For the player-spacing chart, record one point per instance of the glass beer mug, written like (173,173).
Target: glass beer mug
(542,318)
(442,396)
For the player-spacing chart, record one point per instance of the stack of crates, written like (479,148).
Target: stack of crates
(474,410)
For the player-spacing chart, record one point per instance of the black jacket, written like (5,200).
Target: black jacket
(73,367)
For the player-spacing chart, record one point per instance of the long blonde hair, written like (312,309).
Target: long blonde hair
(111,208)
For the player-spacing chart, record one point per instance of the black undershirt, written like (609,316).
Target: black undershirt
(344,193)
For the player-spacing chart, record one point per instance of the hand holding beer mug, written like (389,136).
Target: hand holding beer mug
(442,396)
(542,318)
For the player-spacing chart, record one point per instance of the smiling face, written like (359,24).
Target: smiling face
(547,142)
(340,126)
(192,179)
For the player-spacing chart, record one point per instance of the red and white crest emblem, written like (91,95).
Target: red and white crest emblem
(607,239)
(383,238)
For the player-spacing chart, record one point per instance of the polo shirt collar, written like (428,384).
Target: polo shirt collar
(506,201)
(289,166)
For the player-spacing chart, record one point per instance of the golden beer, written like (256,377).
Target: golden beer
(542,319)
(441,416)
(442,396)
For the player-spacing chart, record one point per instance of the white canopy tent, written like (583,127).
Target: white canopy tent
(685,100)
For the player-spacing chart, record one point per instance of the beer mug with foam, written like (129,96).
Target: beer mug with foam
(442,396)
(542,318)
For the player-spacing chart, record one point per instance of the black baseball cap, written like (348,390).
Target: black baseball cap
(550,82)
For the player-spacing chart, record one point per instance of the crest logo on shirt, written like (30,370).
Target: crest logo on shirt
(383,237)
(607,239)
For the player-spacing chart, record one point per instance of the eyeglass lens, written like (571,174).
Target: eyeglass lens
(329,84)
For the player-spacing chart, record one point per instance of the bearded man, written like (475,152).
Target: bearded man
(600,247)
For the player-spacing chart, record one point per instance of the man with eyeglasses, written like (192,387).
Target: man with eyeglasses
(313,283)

==

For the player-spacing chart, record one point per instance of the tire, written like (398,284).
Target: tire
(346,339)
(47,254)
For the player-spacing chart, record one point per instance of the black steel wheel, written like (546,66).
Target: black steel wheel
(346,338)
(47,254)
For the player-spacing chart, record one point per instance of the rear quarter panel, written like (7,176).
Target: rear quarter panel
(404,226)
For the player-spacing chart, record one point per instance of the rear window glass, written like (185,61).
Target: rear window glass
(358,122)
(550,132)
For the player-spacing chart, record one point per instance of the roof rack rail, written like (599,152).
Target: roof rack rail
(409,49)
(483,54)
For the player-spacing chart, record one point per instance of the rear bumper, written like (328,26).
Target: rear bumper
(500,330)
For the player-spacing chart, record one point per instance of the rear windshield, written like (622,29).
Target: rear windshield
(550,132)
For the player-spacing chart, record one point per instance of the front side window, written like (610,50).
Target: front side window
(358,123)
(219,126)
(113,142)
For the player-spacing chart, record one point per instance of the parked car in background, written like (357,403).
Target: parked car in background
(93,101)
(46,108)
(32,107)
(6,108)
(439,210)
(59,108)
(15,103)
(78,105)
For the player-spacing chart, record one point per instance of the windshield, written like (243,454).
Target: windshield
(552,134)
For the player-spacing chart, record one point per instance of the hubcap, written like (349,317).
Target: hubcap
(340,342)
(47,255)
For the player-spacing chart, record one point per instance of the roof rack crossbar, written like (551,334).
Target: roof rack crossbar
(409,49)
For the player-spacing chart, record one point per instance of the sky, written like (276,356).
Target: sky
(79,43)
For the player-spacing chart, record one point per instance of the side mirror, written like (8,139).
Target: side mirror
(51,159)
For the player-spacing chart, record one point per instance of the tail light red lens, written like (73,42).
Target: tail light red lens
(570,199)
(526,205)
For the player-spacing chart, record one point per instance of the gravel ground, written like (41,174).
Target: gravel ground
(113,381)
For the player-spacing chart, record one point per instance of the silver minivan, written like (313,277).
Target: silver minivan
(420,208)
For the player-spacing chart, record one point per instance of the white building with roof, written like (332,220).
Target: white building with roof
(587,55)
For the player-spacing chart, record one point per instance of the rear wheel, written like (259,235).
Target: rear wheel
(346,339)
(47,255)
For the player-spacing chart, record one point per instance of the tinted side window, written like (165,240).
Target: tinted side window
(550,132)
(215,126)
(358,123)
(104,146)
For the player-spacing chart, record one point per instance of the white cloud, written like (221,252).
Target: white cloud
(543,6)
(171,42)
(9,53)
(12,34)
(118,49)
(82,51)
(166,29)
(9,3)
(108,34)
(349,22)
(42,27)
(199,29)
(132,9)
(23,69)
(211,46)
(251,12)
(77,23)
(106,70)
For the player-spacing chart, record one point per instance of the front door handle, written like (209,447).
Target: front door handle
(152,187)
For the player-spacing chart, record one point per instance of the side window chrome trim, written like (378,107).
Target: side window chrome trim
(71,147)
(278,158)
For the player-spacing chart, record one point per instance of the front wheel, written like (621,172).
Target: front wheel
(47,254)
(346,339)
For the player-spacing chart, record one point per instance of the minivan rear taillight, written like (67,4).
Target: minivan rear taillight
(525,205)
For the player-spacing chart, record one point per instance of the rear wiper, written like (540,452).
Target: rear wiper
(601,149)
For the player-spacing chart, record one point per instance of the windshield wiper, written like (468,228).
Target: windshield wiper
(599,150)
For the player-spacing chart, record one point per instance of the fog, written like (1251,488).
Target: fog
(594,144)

◆ Task to carry out:
Find every line in the rows above that contains the string "steel", matching case exactly, and copy each of those lines.

◆ Task solution:
For the player-spacing chart, record one point per instance of the black steel wheel, written like (546,66).
Target: black steel wheel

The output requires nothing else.